** Begin **

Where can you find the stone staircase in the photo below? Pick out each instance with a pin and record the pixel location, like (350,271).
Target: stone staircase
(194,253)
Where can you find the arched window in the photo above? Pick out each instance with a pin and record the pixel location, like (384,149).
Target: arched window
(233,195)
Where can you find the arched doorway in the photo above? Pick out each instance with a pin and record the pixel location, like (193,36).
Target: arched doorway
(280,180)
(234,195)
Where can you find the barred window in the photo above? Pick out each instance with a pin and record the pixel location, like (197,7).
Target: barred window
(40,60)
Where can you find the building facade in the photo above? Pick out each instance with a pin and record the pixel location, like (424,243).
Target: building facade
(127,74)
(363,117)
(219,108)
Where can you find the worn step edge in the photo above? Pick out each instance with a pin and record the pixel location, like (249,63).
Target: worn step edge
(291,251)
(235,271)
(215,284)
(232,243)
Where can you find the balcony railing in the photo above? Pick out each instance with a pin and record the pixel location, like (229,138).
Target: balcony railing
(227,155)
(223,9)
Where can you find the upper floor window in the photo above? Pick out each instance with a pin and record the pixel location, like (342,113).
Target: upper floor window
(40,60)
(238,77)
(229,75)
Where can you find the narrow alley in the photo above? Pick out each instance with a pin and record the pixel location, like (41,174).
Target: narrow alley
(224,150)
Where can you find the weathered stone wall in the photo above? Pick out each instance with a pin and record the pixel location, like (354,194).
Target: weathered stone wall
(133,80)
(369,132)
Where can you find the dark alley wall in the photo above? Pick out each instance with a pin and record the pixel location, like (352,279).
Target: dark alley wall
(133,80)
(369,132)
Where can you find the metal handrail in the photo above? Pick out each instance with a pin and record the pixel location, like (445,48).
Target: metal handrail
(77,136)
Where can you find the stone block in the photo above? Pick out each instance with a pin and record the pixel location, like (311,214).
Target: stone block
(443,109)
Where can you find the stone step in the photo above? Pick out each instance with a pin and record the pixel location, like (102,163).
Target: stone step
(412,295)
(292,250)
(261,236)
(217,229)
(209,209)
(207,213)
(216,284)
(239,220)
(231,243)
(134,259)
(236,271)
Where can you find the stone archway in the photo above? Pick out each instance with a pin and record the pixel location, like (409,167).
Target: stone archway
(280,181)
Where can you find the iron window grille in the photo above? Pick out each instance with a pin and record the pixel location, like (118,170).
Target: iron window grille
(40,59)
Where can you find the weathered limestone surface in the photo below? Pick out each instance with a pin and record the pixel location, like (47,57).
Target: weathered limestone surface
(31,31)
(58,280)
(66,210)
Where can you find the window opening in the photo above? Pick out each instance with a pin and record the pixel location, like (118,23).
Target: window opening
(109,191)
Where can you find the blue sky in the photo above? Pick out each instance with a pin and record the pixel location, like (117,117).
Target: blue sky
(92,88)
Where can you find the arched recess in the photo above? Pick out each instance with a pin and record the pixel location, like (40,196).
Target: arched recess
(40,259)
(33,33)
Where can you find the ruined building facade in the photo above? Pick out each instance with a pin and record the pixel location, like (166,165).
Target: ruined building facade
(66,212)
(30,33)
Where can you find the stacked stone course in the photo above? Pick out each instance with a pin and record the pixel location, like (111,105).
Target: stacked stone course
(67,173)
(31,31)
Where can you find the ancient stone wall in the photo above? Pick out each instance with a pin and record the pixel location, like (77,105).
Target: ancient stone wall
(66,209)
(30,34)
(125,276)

** End **

◆ STATED TASK: Can you retype, without a single change, everything from the line containing "Where can you find the stacked" through the last line of the listing above, both ends included?

◆ EXERCISE RESPONSE:
Where can you find the stacked stone course in the photo above? Pick out each instance with a pin and record the pixel location, like (111,105).
Target: stacked stone course
(67,173)
(31,31)
Where can you find the ancient stone wall in the photo above? Pick out each instance with a pin and record the pixel location, like (77,105).
Target: ancient stone wall
(66,209)
(30,34)
(125,276)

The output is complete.